• **ABOUT THIS TASK**
Filter the entries, keeping every line with the string "give".

• **EXCERPTED DATA**
[Start of section]

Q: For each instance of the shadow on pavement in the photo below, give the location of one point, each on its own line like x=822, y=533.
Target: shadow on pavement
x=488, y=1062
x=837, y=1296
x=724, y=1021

[End of section]
[Start of section]

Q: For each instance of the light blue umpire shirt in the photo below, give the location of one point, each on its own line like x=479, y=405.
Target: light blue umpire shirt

[End of section]
[Start of section]

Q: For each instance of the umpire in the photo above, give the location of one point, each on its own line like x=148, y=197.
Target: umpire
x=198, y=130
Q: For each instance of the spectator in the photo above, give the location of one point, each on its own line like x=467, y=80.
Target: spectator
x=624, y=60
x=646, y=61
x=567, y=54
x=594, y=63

[End of section]

• **EXERCISE ANSWER**
Q: For each instance of the shadow on pavement in the photo below, give the location of one point, each on its own line like x=822, y=533.
Q: For each instance of the light blue umpire shirt in the photo below, give the location of one point, each on its own line like x=479, y=405.
Q: For each instance of the umpire in the photo above, give the location of one point, each on its own line like x=148, y=197.
Q: For each instance of the spectator in the photo above, give the location of one point, each on its own line like x=467, y=80.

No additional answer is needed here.